=== About this task ===
Set down the line that has "For the plaid" and each line beneath it, through the last line of the entries, exactly and with no others.
--*--
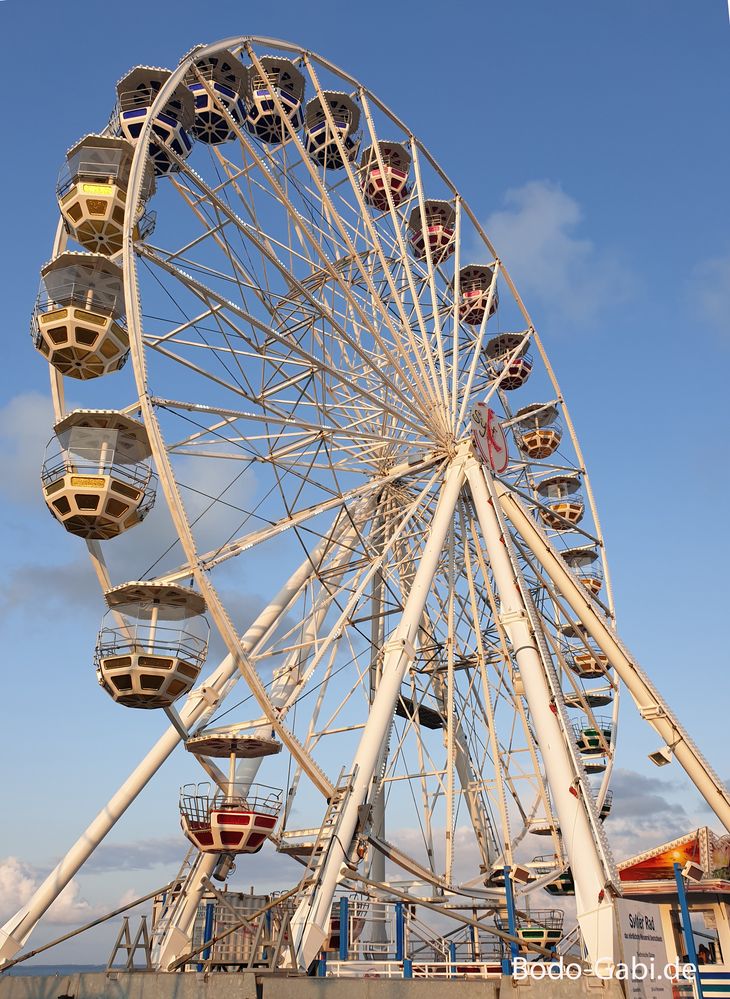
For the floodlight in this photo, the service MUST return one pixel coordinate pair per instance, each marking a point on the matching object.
(520, 875)
(692, 871)
(660, 757)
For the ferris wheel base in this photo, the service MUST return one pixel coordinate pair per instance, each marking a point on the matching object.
(248, 985)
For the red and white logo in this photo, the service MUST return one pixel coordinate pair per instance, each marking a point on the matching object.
(489, 437)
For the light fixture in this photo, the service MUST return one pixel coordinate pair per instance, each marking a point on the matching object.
(520, 875)
(224, 867)
(692, 871)
(660, 757)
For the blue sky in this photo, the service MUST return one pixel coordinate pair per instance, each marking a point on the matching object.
(592, 140)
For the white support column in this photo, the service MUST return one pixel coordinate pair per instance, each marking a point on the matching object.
(200, 704)
(178, 937)
(651, 705)
(310, 923)
(593, 900)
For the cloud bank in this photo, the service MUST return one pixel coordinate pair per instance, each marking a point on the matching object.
(570, 280)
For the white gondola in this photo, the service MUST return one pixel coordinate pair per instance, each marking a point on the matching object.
(276, 79)
(217, 84)
(320, 137)
(78, 321)
(96, 479)
(152, 644)
(92, 193)
(171, 125)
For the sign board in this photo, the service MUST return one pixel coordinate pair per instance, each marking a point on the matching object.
(642, 949)
(489, 438)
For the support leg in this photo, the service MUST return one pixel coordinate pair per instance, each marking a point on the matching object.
(199, 705)
(565, 777)
(311, 919)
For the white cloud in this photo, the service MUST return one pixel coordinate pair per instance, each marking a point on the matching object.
(710, 287)
(565, 277)
(26, 424)
(18, 882)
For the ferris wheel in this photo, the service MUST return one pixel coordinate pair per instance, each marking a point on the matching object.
(348, 458)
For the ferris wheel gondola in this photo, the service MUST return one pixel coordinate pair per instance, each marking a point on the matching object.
(308, 340)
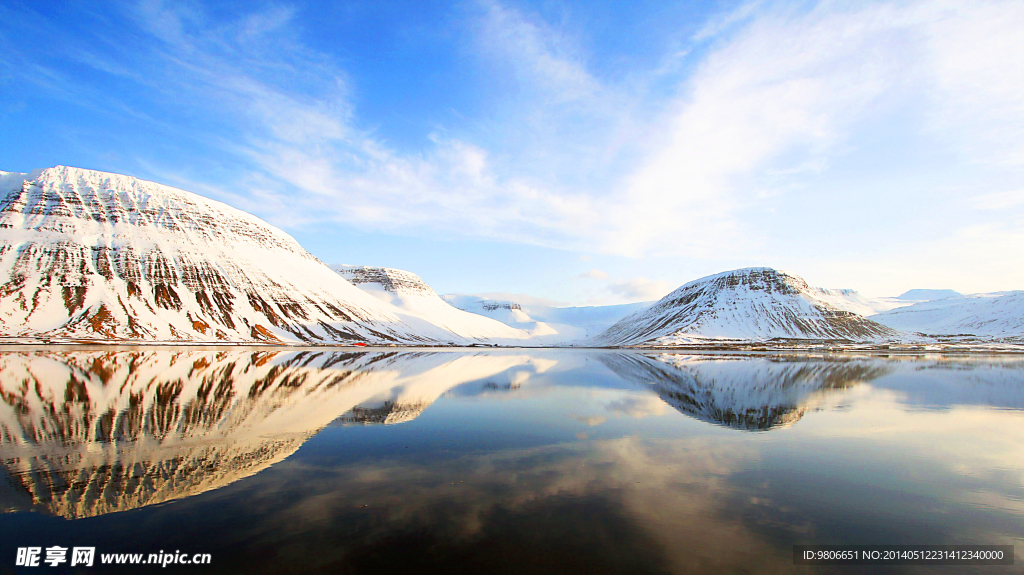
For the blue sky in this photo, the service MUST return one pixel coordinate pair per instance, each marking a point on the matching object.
(588, 152)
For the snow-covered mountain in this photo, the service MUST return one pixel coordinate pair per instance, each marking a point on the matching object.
(928, 295)
(851, 300)
(92, 255)
(985, 315)
(565, 323)
(751, 304)
(417, 303)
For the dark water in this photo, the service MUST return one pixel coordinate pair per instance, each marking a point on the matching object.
(505, 461)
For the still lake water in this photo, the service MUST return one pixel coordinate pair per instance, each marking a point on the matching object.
(506, 461)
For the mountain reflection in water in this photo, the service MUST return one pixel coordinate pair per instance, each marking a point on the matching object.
(600, 460)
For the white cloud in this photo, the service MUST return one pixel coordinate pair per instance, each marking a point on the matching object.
(640, 290)
(999, 200)
(772, 97)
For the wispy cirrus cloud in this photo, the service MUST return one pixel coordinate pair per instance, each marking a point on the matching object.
(769, 114)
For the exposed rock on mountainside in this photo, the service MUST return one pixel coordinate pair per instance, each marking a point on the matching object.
(91, 255)
(388, 279)
(752, 304)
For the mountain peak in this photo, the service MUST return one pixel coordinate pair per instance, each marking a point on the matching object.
(748, 304)
(389, 279)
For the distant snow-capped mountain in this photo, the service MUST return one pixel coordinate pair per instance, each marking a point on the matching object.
(418, 304)
(987, 315)
(566, 323)
(751, 304)
(928, 295)
(92, 255)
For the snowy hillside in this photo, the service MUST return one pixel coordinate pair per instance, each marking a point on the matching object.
(995, 315)
(571, 323)
(928, 295)
(851, 300)
(418, 303)
(751, 304)
(91, 255)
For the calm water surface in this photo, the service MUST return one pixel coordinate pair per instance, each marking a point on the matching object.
(506, 461)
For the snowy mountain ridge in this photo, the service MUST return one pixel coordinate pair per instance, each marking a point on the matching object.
(89, 255)
(750, 304)
(416, 302)
(984, 315)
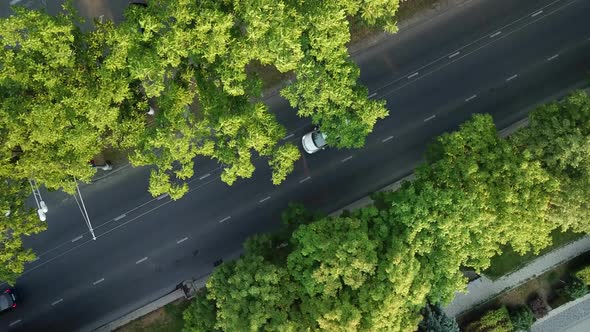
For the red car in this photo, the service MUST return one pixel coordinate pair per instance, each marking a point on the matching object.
(7, 300)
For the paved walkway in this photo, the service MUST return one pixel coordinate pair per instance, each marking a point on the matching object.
(571, 317)
(484, 289)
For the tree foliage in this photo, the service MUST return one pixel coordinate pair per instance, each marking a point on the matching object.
(377, 267)
(493, 321)
(16, 221)
(435, 320)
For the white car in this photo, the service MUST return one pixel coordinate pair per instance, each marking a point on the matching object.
(314, 141)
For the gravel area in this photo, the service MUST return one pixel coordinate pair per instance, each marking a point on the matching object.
(484, 289)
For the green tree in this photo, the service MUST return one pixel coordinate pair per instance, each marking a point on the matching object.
(511, 191)
(56, 111)
(16, 221)
(493, 321)
(435, 320)
(575, 288)
(522, 318)
(189, 60)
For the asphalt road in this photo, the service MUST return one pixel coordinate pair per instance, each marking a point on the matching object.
(494, 56)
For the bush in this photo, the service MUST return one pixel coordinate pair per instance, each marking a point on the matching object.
(539, 307)
(575, 288)
(584, 275)
(522, 318)
(493, 321)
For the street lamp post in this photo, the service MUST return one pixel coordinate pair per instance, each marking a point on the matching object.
(41, 206)
(82, 207)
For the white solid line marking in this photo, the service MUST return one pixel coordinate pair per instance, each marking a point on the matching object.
(511, 77)
(303, 180)
(120, 217)
(98, 281)
(454, 54)
(497, 33)
(141, 260)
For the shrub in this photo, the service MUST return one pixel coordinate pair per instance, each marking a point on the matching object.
(493, 321)
(584, 275)
(522, 318)
(575, 288)
(539, 307)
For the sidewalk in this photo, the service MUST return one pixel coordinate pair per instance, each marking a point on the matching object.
(572, 317)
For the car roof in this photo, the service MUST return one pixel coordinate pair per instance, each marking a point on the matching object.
(5, 301)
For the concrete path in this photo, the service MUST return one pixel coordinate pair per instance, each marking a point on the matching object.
(570, 317)
(484, 289)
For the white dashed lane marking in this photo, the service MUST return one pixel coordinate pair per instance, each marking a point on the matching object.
(511, 77)
(57, 302)
(141, 260)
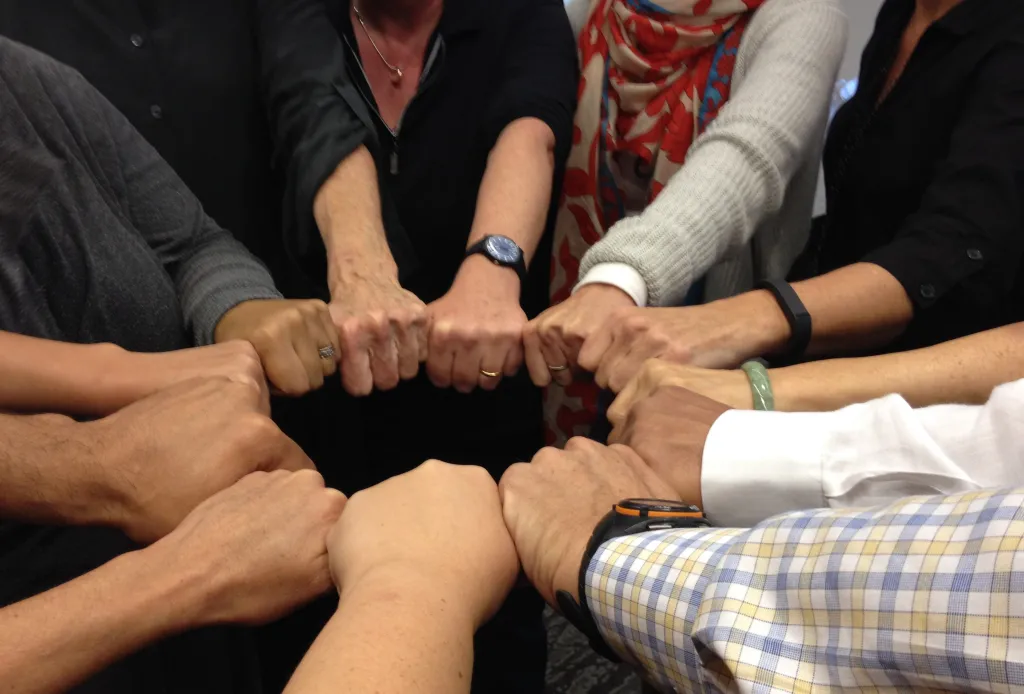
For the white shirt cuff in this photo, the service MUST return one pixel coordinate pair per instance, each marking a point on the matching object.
(758, 465)
(622, 275)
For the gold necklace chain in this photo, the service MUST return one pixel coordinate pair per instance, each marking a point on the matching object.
(396, 73)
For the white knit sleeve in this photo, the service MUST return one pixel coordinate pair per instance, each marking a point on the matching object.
(737, 172)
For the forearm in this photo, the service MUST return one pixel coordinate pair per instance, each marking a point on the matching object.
(854, 308)
(964, 371)
(347, 210)
(390, 638)
(49, 473)
(45, 376)
(515, 193)
(55, 640)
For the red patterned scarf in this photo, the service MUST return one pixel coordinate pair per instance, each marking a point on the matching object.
(653, 78)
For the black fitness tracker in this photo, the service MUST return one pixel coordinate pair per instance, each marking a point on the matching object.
(502, 251)
(629, 517)
(796, 314)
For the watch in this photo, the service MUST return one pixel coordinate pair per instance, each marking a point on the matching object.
(796, 314)
(502, 251)
(629, 517)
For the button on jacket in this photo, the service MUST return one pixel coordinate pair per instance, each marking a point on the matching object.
(929, 183)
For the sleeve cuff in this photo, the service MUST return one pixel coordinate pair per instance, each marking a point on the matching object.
(758, 465)
(622, 275)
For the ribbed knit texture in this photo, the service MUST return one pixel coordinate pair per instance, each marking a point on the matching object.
(739, 210)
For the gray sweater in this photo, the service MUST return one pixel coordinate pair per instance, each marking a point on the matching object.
(739, 210)
(99, 240)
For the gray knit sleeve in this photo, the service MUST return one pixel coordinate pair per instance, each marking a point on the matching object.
(212, 271)
(737, 173)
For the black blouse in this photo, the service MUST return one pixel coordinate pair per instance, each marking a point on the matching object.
(929, 184)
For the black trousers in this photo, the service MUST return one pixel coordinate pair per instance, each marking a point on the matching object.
(359, 442)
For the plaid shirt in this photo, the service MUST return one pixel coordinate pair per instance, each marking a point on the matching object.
(924, 595)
--*--
=== Written response ===
For the plaid shirt in this photo, the service MUST return one pixel coordinate pair per instance, each marking a point on the matching object.
(924, 595)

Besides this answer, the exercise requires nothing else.